§ **PROBLEM DETAILS**
Give back the full listing as written. No pictures go with it.

§ **DATA TO EXAMINE**
☆ ☆ ☆ ☆
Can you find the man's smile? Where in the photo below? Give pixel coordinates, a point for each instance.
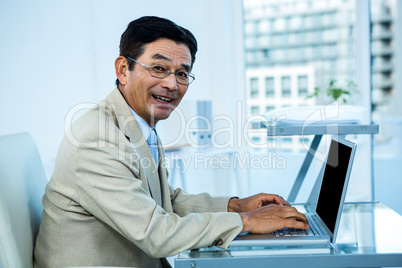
(162, 99)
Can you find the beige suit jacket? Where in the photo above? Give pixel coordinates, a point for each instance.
(108, 204)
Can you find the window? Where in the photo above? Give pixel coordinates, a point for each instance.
(269, 87)
(254, 88)
(255, 110)
(302, 85)
(286, 91)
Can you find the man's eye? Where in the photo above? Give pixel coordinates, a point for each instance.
(182, 74)
(159, 68)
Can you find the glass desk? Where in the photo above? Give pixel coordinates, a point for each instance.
(370, 235)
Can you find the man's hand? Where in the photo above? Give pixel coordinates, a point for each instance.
(268, 219)
(256, 201)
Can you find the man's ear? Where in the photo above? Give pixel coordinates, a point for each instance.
(121, 67)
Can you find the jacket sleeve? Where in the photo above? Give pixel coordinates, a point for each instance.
(109, 187)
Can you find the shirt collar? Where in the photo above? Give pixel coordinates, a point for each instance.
(145, 128)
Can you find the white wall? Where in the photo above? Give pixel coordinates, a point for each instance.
(57, 54)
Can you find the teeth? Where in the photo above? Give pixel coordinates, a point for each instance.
(163, 99)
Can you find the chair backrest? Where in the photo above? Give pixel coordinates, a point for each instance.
(22, 185)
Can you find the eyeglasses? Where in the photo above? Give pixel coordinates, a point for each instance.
(161, 71)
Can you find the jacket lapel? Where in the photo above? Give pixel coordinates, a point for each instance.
(129, 126)
(166, 202)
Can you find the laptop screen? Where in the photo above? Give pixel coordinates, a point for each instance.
(333, 183)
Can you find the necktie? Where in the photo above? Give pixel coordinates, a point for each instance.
(153, 145)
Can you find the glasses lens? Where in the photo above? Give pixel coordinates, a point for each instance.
(160, 71)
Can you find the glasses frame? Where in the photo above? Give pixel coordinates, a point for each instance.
(167, 73)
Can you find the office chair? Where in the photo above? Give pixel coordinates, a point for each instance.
(22, 185)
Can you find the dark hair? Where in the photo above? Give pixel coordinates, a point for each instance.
(148, 29)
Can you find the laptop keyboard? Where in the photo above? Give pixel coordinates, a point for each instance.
(295, 232)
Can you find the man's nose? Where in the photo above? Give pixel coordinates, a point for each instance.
(170, 82)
☆ ☆ ☆ ☆
§ **RESULT FOR THIS TASK**
Can you find the man's smile? Where in the photo below? Give pixel coordinates, a point for each instance.
(162, 99)
Can you find the beige suit jacket? Where in the photo above? Give pixel coordinates, a point for each instance.
(108, 204)
Can you find the window? Where in the photo above? Give pixel coordinates, a point for each instance.
(269, 87)
(254, 88)
(255, 110)
(302, 85)
(286, 91)
Can you find the man's eye? Where in the photo above? Give pixel coordinates, a point for each instance.
(182, 74)
(159, 68)
Can you find the glass desk? Where in the photo above? Give pixel coordinates, a point for each instance.
(370, 235)
Can you find the man's hand? Where in the photo above? Give pixel coordinates, a point for each instance.
(268, 219)
(256, 201)
Can you find the man's ear? Where in the photo above? Give pixel coordinates, a point for each instance.
(121, 67)
Can you find the jacket sleeve? Where in the photo above? Give pixel coordinates, a point for each instance.
(109, 187)
Can you find the shirt collar? Where in the photo above? Give pixel coordinates, a point for each instance.
(145, 128)
Can you find the white wall? Where in the photo above? Give pixel coordinates, a point for each instance.
(57, 54)
Can you find the teeth? Where in the photo above? Give pixel coordinates, a point for each instance.
(163, 99)
Can you find the chair backrest? Where in the photo above? Give pixel coordinates, a point for each instance.
(22, 185)
Can you find the eyeglasses? Where in the photo above? Give pixel coordinates, a point for each instance.
(161, 71)
Can you find the jacket lapel? Where in the photo above? Give pixel coordinates, a point for each instance.
(129, 126)
(166, 202)
Can you find the laptop screen? Where in the photo above? Give pixel coordinates, a point for each instance.
(333, 183)
Can you find the necktie? Where in the photo above? Give pixel coordinates, a point for each instance.
(153, 145)
Can you find the glasses lens? Where in the photo above? Give pixel coordinates, a point for each instance.
(160, 71)
Can you find the glasses frame? Where in the photo above? Give pixel coordinates, a point for each instance.
(167, 73)
Can you find the office chair? Where in the photo above? Give pixel coordinates, a point for each instance.
(22, 185)
Can you find the dark hair? Where in the photo above? Give pixel coordinates, a point for each instance.
(148, 29)
Can you find the laptop keyboard? Where in the photo above? Give pixel coordinates, a point for each instance.
(295, 232)
Can you find the man's nose? Where in the photo above? Give pixel coordinates, a point for each instance.
(170, 82)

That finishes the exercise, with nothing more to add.